_What is expected_
Write out every entry exactly as it stands.

(Data items)
· · · · · · ·

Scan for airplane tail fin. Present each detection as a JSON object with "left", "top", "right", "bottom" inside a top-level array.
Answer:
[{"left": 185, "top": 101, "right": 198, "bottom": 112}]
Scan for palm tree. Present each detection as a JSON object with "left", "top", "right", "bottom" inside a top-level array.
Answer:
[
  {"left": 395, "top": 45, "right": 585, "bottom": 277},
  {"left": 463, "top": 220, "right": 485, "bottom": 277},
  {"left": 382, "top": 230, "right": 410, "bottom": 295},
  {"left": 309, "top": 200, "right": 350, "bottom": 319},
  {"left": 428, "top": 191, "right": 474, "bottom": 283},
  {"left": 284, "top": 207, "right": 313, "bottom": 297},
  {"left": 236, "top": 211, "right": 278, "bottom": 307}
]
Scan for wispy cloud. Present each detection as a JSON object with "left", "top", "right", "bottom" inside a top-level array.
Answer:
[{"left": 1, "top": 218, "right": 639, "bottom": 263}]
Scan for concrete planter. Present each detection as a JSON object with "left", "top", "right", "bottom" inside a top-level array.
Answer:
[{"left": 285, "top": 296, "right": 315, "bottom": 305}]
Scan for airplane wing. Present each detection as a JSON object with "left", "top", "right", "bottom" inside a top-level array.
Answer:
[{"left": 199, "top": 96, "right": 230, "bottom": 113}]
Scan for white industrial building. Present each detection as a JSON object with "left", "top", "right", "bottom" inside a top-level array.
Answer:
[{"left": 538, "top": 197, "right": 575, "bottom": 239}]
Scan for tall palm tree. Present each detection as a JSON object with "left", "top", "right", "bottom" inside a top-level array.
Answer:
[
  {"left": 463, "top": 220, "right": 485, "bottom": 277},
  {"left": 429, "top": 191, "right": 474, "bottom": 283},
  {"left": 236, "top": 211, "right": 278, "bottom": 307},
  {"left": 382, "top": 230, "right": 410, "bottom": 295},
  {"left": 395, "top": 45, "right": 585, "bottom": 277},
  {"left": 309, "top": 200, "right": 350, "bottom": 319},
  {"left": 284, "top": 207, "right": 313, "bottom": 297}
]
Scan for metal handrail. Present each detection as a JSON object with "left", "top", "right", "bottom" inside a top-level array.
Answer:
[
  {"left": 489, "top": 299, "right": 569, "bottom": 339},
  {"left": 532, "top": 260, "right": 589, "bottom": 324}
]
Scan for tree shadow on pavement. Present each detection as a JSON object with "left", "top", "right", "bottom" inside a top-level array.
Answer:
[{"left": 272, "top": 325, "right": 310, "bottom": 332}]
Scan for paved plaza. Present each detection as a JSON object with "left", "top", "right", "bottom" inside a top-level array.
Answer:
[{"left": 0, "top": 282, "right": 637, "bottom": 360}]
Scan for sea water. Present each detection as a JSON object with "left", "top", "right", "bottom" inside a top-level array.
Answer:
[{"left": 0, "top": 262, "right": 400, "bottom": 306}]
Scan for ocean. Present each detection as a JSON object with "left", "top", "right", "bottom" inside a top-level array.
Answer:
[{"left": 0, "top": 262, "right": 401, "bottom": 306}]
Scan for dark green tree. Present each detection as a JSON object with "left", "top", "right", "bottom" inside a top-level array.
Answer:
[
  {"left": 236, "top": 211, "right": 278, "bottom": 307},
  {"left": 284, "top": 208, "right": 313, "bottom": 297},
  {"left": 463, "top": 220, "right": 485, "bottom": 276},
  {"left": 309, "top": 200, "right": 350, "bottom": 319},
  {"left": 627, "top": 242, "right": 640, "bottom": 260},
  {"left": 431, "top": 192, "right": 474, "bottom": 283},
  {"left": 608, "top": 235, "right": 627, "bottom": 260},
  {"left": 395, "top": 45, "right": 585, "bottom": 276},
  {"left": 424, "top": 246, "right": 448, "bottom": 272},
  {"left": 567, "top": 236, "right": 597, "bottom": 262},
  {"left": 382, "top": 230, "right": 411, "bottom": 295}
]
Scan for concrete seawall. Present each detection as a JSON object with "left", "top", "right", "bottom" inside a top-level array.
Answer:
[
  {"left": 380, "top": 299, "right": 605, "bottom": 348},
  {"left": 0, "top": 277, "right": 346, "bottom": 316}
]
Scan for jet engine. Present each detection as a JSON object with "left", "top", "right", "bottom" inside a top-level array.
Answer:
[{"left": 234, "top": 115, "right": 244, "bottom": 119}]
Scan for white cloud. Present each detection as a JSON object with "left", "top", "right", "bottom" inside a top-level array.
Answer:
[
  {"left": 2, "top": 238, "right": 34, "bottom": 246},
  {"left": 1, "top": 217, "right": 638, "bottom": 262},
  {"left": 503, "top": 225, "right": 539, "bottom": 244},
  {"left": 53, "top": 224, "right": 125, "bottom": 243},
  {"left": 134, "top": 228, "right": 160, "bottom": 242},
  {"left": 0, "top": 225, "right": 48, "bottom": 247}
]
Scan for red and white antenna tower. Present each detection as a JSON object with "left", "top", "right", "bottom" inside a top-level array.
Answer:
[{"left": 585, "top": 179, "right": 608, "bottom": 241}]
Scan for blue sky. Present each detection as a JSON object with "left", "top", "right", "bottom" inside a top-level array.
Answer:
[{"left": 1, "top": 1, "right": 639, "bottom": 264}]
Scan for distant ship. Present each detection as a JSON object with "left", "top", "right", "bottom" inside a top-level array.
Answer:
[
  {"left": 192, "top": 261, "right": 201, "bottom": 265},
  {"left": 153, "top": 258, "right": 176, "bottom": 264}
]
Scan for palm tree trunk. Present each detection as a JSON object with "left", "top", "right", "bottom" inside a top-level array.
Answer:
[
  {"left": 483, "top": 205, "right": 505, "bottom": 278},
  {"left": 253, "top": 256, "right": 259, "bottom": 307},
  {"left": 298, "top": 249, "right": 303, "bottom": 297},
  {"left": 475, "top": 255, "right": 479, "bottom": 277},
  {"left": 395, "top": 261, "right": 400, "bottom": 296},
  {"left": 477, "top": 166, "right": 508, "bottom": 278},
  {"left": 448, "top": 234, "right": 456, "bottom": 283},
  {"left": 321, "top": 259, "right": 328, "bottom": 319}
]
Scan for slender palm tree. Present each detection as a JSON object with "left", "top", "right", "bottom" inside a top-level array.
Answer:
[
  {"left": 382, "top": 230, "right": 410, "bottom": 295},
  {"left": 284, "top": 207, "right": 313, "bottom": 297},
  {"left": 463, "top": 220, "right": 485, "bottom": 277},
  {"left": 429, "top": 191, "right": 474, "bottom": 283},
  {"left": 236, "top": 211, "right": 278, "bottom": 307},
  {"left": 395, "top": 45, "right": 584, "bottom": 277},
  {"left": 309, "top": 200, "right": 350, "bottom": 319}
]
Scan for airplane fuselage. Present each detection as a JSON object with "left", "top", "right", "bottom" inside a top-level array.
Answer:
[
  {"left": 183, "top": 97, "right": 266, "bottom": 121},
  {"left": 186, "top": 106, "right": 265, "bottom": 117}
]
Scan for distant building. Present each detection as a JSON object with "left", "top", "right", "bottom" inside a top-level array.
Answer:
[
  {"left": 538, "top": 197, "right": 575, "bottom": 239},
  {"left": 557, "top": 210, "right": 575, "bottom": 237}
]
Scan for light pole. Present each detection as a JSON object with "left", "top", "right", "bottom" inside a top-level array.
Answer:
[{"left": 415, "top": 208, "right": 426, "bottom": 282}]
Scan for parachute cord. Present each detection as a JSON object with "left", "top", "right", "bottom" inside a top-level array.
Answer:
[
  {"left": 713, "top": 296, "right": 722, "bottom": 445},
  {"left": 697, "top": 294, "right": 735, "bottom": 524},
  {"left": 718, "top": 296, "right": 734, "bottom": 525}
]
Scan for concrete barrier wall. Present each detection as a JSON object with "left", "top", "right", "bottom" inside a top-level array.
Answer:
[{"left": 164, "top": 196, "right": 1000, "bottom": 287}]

· · · · · · ·

_Reply to the task_
Scan for airplane tail fin. Present each detection as a JSON object with "left", "top", "right", "bottom" inside a top-level array.
Answer:
[{"left": 185, "top": 101, "right": 198, "bottom": 112}]
Scan for palm tree. Present each detection as a JSON object with "left", "top", "right", "bottom" inside a top-level array.
Answer:
[
  {"left": 395, "top": 45, "right": 585, "bottom": 277},
  {"left": 463, "top": 220, "right": 485, "bottom": 277},
  {"left": 382, "top": 230, "right": 410, "bottom": 295},
  {"left": 309, "top": 200, "right": 350, "bottom": 319},
  {"left": 428, "top": 191, "right": 474, "bottom": 283},
  {"left": 284, "top": 207, "right": 313, "bottom": 297},
  {"left": 236, "top": 211, "right": 278, "bottom": 307}
]
Scan for wispy cloud. Present each detection as a JSON object with "left", "top", "right", "bottom" inside a top-level array.
Answer:
[{"left": 1, "top": 218, "right": 639, "bottom": 263}]
Scan for concrete planter. Present each detection as a JSON object with "left", "top", "right", "bottom" inside a top-level array.
Answer:
[{"left": 285, "top": 296, "right": 315, "bottom": 305}]
Scan for airplane wing. Present each detection as a JSON object with "left", "top", "right", "bottom" inside a top-level array.
Answer:
[{"left": 199, "top": 96, "right": 230, "bottom": 113}]
Scan for white industrial building. Present each detection as a JSON object with "left", "top", "right", "bottom" inside a top-level array.
Answer:
[{"left": 538, "top": 197, "right": 575, "bottom": 239}]
Scan for tall palm tree. Present each detection as a JSON object with "left", "top", "right", "bottom" inside a top-level array.
Answer:
[
  {"left": 463, "top": 220, "right": 485, "bottom": 277},
  {"left": 429, "top": 191, "right": 474, "bottom": 283},
  {"left": 236, "top": 211, "right": 278, "bottom": 307},
  {"left": 382, "top": 230, "right": 410, "bottom": 295},
  {"left": 395, "top": 45, "right": 585, "bottom": 277},
  {"left": 309, "top": 200, "right": 350, "bottom": 319},
  {"left": 284, "top": 207, "right": 313, "bottom": 297}
]
Scan for metal handrail. Present each detection as a JSON object with "left", "top", "right", "bottom" inside a top-level array.
Answer:
[
  {"left": 489, "top": 299, "right": 569, "bottom": 339},
  {"left": 532, "top": 260, "right": 589, "bottom": 324}
]
Scan for tree shadow on pavement. Present each detection as a JSON object with "left", "top", "right", "bottom" inside a top-level array.
Answer:
[{"left": 272, "top": 325, "right": 310, "bottom": 332}]
Scan for paved plaza. Present each detection as a JSON object with "left", "top", "right", "bottom" inside a top-level array.
Answer:
[{"left": 0, "top": 282, "right": 637, "bottom": 360}]
Scan for sea water. Present each detection as a JSON object with "left", "top", "right", "bottom" inside a top-level array.
Answer:
[{"left": 0, "top": 262, "right": 400, "bottom": 306}]
Scan for ocean. Present each detection as a JSON object with "left", "top", "right", "bottom" inside a top-level array.
Answer:
[{"left": 0, "top": 262, "right": 401, "bottom": 306}]
Scan for dark green tree. Present each detection as a JSON object with "left", "top", "right", "bottom" inside a top-level array.
Answer:
[
  {"left": 236, "top": 211, "right": 278, "bottom": 307},
  {"left": 284, "top": 208, "right": 313, "bottom": 297},
  {"left": 463, "top": 220, "right": 485, "bottom": 276},
  {"left": 309, "top": 200, "right": 350, "bottom": 319},
  {"left": 627, "top": 242, "right": 640, "bottom": 260},
  {"left": 431, "top": 192, "right": 474, "bottom": 283},
  {"left": 608, "top": 235, "right": 627, "bottom": 260},
  {"left": 395, "top": 45, "right": 585, "bottom": 276},
  {"left": 424, "top": 246, "right": 448, "bottom": 272},
  {"left": 567, "top": 236, "right": 597, "bottom": 262},
  {"left": 382, "top": 230, "right": 411, "bottom": 295}
]
Scan for concrete seawall. Present each detection as a JSON object with "left", "top", "right", "bottom" inside a top-level array.
Answer:
[
  {"left": 380, "top": 299, "right": 605, "bottom": 348},
  {"left": 0, "top": 277, "right": 346, "bottom": 316}
]
Scan for jet engine. Present each detection as a JSON object with "left", "top", "right", "bottom" inside a top-level array.
Answer:
[{"left": 234, "top": 115, "right": 244, "bottom": 119}]
Scan for white cloud. Present each detection as a JSON object with "left", "top", "right", "bottom" inside a top-level array.
Answer:
[
  {"left": 2, "top": 238, "right": 34, "bottom": 246},
  {"left": 1, "top": 217, "right": 638, "bottom": 262},
  {"left": 503, "top": 225, "right": 539, "bottom": 244},
  {"left": 53, "top": 224, "right": 125, "bottom": 243},
  {"left": 134, "top": 228, "right": 160, "bottom": 242},
  {"left": 0, "top": 225, "right": 48, "bottom": 247}
]
Scan for red and white antenna tower. Present each detection as a JSON object with "left", "top", "right", "bottom" inside a top-level array.
Answer:
[{"left": 585, "top": 179, "right": 608, "bottom": 241}]
Scan for blue sky. Present each detection as a JSON object with "left", "top", "right", "bottom" inside a top-level array.
Answer:
[{"left": 1, "top": 1, "right": 639, "bottom": 264}]
Scan for distant ship. Present each detection as a JSON object with "left", "top", "right", "bottom" inside a top-level array.
Answer:
[
  {"left": 192, "top": 261, "right": 201, "bottom": 265},
  {"left": 153, "top": 258, "right": 176, "bottom": 264}
]
Scan for palm tree trunk. Present each detection as a JSON object with "left", "top", "right", "bottom" inside a top-level array.
Answer:
[
  {"left": 483, "top": 205, "right": 505, "bottom": 278},
  {"left": 253, "top": 256, "right": 259, "bottom": 307},
  {"left": 298, "top": 249, "right": 303, "bottom": 297},
  {"left": 475, "top": 255, "right": 479, "bottom": 277},
  {"left": 395, "top": 261, "right": 400, "bottom": 296},
  {"left": 477, "top": 166, "right": 508, "bottom": 278},
  {"left": 448, "top": 234, "right": 456, "bottom": 283},
  {"left": 321, "top": 259, "right": 328, "bottom": 319}
]
Scan for slender palm tree. Present each detection as a JSON object with "left", "top", "right", "bottom" inside a top-level array.
Answer:
[
  {"left": 382, "top": 230, "right": 410, "bottom": 295},
  {"left": 284, "top": 207, "right": 313, "bottom": 297},
  {"left": 463, "top": 220, "right": 485, "bottom": 277},
  {"left": 429, "top": 191, "right": 474, "bottom": 283},
  {"left": 236, "top": 211, "right": 278, "bottom": 307},
  {"left": 395, "top": 45, "right": 584, "bottom": 277},
  {"left": 309, "top": 200, "right": 350, "bottom": 319}
]
Scan for airplane fuselage. Present each detection as a JSON object with "left", "top", "right", "bottom" inside a top-level array.
Answer:
[
  {"left": 183, "top": 97, "right": 266, "bottom": 121},
  {"left": 186, "top": 106, "right": 265, "bottom": 117}
]
Scan for distant building. Present each detection as a JSON object with "left", "top", "right", "bottom" inside a top-level array.
Answer:
[
  {"left": 538, "top": 197, "right": 575, "bottom": 239},
  {"left": 557, "top": 210, "right": 575, "bottom": 237}
]
Scan for light pole. Present each detection as a JSON object with "left", "top", "right", "bottom" inside a top-level array.
Answer:
[{"left": 415, "top": 208, "right": 426, "bottom": 282}]
Scan for parachute cord. Present each detection as a JSON object with "left", "top", "right", "bottom" inside a top-level array.
Answer:
[
  {"left": 713, "top": 296, "right": 722, "bottom": 445},
  {"left": 697, "top": 294, "right": 735, "bottom": 524},
  {"left": 718, "top": 296, "right": 734, "bottom": 525}
]
Scan for concrete barrier wall. Present each detection as a JSON object with "left", "top", "right", "bottom" inside a top-level array.
Answer:
[{"left": 164, "top": 196, "right": 1000, "bottom": 287}]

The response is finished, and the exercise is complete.